EXCERPT PROVIDED -
**********
Biden safety net bill could be better for immigrants, Seattle area activists say
While President Joe Biden's infrastructure bill has passed, his social safety net bill is still making its way through Congress. Local activists are trying to shape the bill’s final form.
On the campaign trail in 2020, Biden promised undocumented immigrants a path to citizenship. He said it would happen in his first 100 days in office.
But in its current form, the bill doesn’t include the comprehensive immigration reform many activists expected.
Brenda Rodriguez Lopez, who directs the Washington Immigrant Solidarity Network, is protected by the Deferred Action for Childhood Arrivals.
"My right to be here expires every two years, and it is a program that is constantly under attack," she said. "No one deserves to live with that uncertainty. We need a pathway to citizenship, and the time is now.”
The bill does include a long list of other hoped for items, from affordable childcare and universal preschool to Medicare coverage for hearing aids.
**********
Collected data -
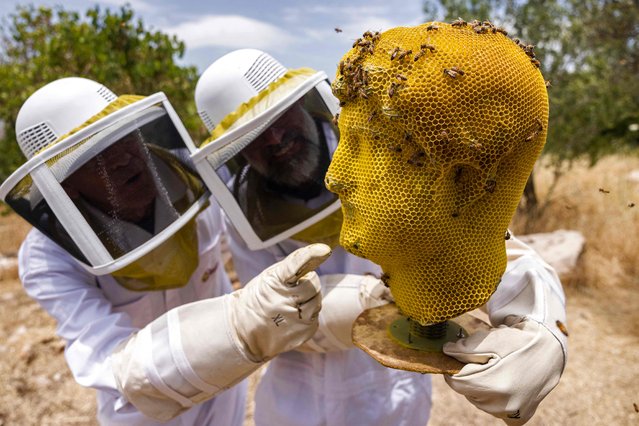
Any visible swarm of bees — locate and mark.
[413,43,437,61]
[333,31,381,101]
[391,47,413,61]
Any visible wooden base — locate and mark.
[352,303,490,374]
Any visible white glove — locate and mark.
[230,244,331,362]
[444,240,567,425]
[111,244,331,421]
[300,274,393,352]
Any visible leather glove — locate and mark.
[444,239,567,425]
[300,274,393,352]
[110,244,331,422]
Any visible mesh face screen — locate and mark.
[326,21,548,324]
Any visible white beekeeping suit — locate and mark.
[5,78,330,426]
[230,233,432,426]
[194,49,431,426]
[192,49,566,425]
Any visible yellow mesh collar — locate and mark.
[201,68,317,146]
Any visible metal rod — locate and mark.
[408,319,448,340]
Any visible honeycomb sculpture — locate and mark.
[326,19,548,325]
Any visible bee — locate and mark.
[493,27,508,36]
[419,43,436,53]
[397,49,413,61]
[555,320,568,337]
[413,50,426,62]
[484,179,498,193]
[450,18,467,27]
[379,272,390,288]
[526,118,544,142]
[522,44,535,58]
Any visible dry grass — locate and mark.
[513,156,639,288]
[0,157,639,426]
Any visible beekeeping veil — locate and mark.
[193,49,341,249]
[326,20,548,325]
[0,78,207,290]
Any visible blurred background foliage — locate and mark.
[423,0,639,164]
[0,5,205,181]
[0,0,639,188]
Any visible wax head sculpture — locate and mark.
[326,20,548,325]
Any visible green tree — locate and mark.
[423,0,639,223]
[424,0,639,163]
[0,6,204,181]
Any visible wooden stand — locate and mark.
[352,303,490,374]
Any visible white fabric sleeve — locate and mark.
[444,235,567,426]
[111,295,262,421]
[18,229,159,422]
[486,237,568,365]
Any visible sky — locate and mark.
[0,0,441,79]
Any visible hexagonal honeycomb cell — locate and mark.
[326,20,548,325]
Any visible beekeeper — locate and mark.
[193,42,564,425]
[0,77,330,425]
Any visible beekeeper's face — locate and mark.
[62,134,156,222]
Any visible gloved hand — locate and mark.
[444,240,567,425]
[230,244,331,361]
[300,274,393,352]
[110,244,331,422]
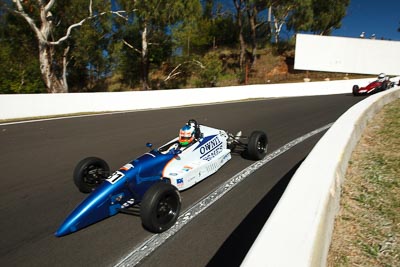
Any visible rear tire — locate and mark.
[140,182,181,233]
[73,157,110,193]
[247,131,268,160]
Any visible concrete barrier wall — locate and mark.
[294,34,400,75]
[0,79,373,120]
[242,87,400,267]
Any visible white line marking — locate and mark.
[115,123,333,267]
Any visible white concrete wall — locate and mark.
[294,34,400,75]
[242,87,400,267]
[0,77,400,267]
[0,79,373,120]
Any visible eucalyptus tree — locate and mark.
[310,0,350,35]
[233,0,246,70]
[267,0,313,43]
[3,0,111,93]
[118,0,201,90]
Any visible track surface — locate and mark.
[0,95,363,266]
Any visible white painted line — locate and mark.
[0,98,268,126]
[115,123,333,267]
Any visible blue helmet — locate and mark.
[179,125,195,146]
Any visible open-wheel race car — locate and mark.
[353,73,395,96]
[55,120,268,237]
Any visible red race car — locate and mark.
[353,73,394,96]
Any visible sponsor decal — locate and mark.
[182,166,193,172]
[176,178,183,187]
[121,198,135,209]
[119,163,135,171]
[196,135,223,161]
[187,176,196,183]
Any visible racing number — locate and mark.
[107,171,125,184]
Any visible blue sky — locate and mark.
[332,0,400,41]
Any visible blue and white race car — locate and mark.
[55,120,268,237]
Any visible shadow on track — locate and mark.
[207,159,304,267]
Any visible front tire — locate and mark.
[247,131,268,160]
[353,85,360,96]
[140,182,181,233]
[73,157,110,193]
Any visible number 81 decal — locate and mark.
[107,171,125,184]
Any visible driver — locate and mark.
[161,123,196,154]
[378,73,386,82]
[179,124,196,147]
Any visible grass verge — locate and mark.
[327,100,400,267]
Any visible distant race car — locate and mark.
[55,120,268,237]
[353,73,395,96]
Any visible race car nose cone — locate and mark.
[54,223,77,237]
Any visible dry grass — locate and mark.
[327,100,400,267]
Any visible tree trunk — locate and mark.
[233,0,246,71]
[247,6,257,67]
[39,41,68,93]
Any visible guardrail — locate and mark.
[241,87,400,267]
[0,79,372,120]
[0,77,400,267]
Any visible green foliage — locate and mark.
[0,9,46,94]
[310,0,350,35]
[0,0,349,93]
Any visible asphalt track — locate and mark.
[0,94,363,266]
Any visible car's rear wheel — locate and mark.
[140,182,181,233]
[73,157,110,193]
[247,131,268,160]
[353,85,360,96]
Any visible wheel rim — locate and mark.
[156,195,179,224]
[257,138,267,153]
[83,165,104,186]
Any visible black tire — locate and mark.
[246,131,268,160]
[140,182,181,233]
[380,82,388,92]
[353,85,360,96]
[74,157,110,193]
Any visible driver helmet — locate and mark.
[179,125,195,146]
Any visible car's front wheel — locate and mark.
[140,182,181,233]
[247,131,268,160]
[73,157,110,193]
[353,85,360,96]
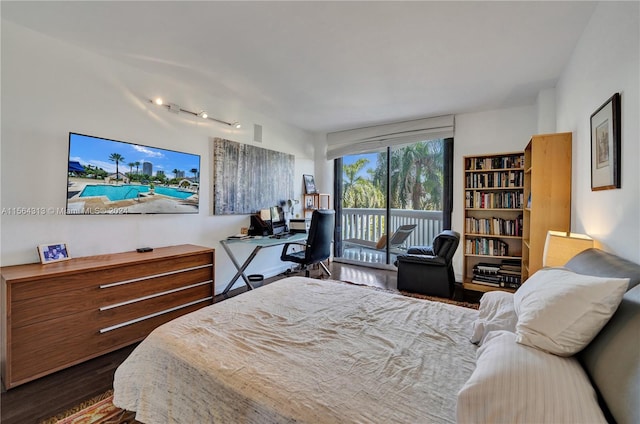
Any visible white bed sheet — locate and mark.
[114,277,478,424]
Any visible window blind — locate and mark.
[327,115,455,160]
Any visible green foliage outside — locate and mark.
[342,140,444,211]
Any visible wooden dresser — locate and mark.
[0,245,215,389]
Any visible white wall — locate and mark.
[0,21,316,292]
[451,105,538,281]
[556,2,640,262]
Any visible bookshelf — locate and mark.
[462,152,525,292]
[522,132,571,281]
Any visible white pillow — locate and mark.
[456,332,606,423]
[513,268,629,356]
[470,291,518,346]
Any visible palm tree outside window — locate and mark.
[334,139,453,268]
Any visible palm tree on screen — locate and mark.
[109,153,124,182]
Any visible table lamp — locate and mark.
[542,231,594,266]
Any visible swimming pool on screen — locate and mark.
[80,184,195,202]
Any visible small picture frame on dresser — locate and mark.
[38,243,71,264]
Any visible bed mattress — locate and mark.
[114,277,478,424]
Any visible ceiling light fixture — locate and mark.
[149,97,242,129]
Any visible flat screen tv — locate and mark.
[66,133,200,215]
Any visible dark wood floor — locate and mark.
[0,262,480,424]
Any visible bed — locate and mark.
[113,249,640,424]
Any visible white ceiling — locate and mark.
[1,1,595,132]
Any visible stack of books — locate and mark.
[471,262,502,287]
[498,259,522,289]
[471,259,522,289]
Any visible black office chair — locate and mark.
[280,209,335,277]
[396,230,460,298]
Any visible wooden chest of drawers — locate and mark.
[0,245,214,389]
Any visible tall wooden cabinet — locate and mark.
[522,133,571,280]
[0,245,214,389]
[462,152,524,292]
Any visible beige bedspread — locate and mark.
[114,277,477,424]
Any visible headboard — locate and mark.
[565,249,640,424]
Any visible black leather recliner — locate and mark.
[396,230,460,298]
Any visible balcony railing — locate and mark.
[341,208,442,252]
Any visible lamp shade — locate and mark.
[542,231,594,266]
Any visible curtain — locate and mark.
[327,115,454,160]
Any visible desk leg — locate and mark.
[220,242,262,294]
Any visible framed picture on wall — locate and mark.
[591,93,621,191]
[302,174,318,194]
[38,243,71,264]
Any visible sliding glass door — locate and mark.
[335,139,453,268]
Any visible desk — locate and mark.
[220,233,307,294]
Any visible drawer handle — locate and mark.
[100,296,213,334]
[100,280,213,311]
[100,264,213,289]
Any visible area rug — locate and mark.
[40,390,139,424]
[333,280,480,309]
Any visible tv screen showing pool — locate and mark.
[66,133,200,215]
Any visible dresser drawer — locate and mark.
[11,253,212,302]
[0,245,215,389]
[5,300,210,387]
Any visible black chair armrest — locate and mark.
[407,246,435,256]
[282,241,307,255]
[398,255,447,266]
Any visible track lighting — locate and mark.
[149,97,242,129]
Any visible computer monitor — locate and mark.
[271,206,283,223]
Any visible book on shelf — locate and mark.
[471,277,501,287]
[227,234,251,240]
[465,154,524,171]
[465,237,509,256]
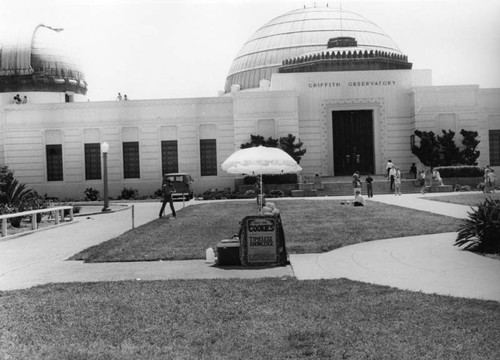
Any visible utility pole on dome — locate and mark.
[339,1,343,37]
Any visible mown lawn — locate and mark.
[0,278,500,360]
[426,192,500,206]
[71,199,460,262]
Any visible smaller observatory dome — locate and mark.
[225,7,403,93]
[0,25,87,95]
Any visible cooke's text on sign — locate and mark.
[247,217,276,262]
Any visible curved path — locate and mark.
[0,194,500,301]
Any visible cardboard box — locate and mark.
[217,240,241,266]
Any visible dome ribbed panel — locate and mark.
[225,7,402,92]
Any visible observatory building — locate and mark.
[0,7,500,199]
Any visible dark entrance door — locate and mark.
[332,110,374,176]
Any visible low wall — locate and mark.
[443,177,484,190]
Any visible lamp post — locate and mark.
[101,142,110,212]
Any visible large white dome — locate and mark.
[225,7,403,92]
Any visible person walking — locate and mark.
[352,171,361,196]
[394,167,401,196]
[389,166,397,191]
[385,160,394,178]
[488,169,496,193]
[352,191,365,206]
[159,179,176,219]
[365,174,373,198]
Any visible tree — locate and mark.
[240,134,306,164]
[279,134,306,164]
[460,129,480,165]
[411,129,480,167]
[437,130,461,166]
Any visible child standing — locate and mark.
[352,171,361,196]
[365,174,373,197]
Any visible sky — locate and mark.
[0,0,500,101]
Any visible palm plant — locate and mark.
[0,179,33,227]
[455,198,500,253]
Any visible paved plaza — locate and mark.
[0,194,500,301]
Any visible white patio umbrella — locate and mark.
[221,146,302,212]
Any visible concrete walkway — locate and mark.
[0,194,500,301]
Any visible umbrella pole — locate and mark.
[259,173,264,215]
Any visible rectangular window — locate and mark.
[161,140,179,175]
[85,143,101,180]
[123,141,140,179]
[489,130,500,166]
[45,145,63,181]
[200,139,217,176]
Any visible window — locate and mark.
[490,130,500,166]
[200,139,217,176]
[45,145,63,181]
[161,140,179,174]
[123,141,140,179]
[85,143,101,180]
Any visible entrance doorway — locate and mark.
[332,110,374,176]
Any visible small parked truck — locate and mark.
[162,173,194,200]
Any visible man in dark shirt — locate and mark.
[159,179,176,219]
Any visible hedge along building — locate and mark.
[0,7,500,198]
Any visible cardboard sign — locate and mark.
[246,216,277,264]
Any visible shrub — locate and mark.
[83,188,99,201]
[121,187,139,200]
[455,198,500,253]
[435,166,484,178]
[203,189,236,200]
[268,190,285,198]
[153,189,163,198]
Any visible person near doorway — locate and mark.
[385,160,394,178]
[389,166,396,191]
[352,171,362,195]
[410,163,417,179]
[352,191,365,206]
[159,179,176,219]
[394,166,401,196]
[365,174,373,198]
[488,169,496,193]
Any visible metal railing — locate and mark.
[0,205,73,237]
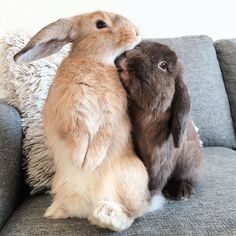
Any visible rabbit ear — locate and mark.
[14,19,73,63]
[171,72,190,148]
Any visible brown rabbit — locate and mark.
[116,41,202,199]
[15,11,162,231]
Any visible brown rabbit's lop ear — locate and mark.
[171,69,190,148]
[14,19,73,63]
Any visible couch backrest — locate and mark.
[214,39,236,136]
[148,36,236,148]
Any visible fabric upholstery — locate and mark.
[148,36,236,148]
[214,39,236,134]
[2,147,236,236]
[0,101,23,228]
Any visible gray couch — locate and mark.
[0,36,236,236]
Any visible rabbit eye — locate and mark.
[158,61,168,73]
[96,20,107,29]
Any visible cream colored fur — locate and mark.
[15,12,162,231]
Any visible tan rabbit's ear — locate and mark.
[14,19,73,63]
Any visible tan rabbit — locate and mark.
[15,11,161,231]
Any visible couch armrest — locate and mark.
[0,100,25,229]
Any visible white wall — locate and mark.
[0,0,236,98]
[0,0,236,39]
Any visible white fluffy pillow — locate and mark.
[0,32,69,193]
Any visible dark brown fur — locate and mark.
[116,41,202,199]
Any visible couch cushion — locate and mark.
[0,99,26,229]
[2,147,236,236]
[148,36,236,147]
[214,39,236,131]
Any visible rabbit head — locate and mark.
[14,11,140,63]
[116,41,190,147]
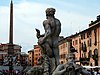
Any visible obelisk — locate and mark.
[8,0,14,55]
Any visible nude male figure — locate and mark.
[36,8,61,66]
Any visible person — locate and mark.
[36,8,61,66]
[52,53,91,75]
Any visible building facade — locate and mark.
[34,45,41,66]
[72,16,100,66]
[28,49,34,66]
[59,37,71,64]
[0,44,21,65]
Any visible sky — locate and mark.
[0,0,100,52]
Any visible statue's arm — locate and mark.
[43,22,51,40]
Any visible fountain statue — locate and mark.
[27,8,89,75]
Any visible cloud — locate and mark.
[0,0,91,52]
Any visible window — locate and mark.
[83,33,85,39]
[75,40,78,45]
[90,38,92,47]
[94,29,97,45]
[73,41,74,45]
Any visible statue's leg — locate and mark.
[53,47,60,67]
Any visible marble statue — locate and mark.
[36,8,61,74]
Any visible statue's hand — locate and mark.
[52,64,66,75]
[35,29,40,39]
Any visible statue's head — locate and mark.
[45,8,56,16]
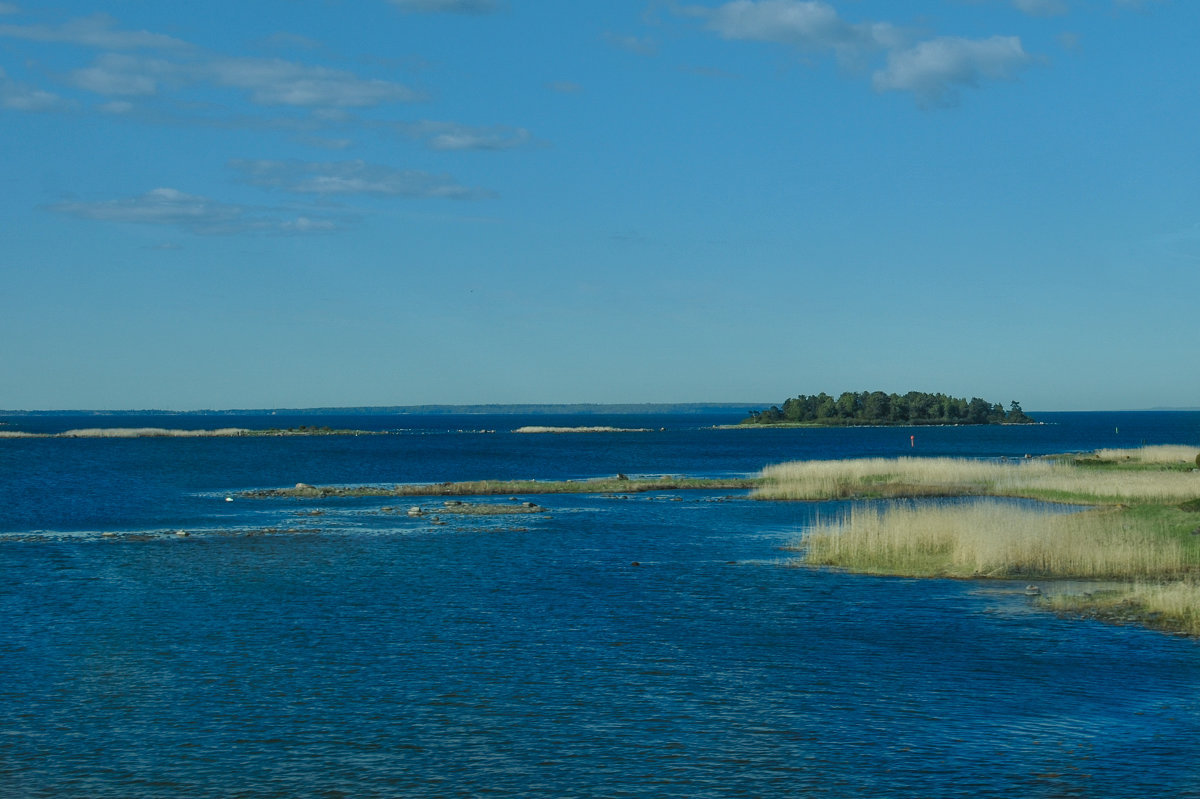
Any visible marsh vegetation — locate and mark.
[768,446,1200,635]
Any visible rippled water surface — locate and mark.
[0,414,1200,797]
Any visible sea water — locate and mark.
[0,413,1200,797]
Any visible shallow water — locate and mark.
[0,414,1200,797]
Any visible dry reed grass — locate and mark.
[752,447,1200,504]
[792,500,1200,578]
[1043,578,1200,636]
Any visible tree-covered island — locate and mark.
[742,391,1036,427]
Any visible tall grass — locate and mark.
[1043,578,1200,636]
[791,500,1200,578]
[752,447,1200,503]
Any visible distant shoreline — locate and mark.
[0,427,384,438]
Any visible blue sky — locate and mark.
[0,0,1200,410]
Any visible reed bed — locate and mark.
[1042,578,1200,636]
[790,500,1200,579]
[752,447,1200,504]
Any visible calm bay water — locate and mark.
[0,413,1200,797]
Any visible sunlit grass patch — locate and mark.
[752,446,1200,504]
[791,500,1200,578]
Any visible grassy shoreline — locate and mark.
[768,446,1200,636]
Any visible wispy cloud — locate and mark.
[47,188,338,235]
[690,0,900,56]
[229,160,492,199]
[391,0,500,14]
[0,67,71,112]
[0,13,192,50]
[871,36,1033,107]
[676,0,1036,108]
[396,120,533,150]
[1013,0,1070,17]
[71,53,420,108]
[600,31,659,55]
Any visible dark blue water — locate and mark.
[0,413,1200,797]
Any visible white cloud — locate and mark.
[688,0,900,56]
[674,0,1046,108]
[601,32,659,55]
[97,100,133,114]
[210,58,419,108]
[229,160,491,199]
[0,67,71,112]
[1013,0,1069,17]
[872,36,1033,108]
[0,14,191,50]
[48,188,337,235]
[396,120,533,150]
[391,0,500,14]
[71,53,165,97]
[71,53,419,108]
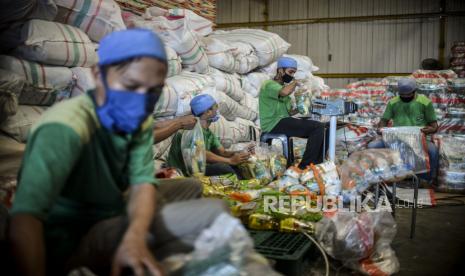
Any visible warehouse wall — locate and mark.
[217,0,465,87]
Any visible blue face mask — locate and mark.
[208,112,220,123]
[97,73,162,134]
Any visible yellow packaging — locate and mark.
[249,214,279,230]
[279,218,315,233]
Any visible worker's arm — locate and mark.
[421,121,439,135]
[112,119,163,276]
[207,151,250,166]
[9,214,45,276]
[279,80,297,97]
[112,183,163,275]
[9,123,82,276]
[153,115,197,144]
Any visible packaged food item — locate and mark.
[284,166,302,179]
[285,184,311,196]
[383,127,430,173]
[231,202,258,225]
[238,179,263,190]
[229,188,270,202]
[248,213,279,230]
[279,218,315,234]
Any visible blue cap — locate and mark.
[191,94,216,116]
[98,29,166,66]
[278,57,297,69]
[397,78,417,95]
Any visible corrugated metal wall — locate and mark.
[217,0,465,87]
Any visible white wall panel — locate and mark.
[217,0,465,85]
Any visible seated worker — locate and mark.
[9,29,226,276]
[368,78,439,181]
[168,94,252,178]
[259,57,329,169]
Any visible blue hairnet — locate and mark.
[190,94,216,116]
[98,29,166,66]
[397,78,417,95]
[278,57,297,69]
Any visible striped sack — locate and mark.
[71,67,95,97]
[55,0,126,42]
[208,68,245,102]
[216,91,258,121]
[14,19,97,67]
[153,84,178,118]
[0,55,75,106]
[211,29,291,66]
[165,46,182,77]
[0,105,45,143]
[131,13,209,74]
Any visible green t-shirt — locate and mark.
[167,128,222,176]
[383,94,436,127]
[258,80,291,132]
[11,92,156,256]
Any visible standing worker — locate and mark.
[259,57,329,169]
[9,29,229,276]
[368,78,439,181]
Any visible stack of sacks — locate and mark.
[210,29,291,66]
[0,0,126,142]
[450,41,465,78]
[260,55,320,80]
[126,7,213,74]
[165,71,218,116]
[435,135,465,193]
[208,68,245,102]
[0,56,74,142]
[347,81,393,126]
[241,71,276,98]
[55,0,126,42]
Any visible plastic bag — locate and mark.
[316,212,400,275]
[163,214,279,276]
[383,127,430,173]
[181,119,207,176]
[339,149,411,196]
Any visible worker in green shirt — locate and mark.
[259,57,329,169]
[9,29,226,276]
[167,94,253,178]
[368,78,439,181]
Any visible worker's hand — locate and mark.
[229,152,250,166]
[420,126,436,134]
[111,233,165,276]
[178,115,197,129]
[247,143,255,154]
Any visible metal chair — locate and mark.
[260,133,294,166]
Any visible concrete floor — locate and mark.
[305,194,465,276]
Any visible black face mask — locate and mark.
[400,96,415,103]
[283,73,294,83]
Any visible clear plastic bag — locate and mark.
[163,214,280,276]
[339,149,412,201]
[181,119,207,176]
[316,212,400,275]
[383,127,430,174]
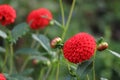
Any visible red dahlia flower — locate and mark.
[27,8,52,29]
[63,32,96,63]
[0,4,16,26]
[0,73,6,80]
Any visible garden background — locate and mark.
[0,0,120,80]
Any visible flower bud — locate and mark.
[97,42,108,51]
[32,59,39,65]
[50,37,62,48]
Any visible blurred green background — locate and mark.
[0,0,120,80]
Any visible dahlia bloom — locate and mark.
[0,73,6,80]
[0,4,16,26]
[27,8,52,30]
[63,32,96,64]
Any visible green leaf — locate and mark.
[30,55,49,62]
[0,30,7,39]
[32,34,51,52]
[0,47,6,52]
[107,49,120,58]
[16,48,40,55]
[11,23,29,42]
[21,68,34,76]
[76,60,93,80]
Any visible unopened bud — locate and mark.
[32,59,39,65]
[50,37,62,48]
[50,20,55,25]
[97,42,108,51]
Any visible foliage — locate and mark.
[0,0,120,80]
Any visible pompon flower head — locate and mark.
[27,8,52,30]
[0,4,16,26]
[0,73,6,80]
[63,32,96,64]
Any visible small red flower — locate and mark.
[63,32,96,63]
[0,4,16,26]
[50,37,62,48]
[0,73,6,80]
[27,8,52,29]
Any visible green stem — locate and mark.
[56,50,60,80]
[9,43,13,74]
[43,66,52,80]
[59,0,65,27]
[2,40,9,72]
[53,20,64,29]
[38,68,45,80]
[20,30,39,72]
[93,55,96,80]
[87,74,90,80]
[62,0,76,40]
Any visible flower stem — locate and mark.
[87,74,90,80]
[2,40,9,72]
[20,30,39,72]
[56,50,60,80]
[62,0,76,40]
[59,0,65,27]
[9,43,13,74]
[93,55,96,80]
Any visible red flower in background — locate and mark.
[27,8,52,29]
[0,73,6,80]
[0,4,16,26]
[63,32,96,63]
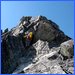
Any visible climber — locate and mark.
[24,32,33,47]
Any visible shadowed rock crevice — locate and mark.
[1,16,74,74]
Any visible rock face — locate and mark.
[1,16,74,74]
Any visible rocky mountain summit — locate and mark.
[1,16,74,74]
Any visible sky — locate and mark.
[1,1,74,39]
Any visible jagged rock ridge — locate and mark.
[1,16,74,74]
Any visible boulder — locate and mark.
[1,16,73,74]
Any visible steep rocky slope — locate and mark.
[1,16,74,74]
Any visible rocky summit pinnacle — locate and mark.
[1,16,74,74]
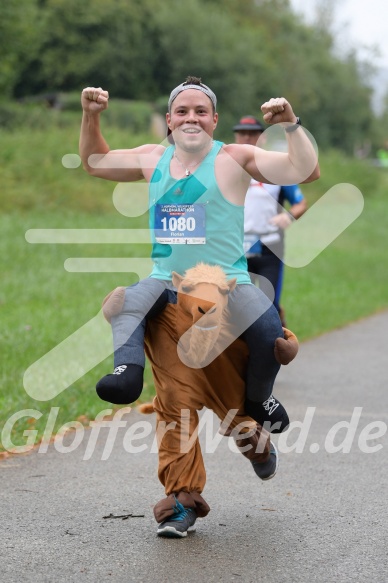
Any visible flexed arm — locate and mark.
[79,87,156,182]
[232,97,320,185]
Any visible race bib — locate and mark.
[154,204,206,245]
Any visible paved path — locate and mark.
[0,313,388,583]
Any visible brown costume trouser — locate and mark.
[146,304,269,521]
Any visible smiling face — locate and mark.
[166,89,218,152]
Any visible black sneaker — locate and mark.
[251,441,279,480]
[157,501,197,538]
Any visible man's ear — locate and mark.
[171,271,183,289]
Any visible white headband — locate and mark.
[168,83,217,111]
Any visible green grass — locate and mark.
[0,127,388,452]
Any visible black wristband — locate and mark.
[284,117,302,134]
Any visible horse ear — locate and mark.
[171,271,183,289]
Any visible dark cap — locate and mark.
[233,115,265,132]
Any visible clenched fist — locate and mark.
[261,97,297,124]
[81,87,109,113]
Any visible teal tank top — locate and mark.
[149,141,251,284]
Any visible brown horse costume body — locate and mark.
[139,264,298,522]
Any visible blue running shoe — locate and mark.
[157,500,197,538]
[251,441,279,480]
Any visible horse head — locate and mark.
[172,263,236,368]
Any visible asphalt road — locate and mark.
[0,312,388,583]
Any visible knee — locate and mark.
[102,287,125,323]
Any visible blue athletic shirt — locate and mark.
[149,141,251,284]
**********
THINGS TO DO -
a) According to the article on the safety net bill, why does Brenda Rodriguez Lopez say a pathway to citizenship is needed now? Answer in one to three sentences.
b) Translate this sentence from the article on the safety net bill into Spanish: "But in its current form, the bill doesn’t include the comprehensive immigration reform many activists expected."
c) Write what comes next in the article on the safety net bill, picking up after its final sentence.
These lines are separate material and have no connection to the article on the safety net bill.

RESPONSES -
a) Her protection under the Deferred Action for Childhood Arrivals expires every two years, and the program is constantly under attack. She says no one deserves to live with that uncertainty.

b) Pero en su forma actual, el proyecto de ley no incluye la reforma migratoria integral que muchos activistas esperaban.

c)
Sen. Patty Murray has long championed better access to childcare. In a video tweeted out Friday, she said lack of childcare has kept many people, especially women, out of the workforce.
Advocates with the immigrant and refugee rights group OneAmerica said in a call Friday they were asking Senator Murray to show the same support for immigration reform.
According to the White House, Build Back Better is paid for mostly by taxes on corporations and people earning over $400,000 a year.
Originally, the Build Back Better social safety net bill had been scheduled for a vote Friday, November 5, along with the Infrastructure Investment and Jobs Act bill.
But only the infrastructure bill passed Friday, giving progressives hope that immigration reform still has time to be added back into the second bill.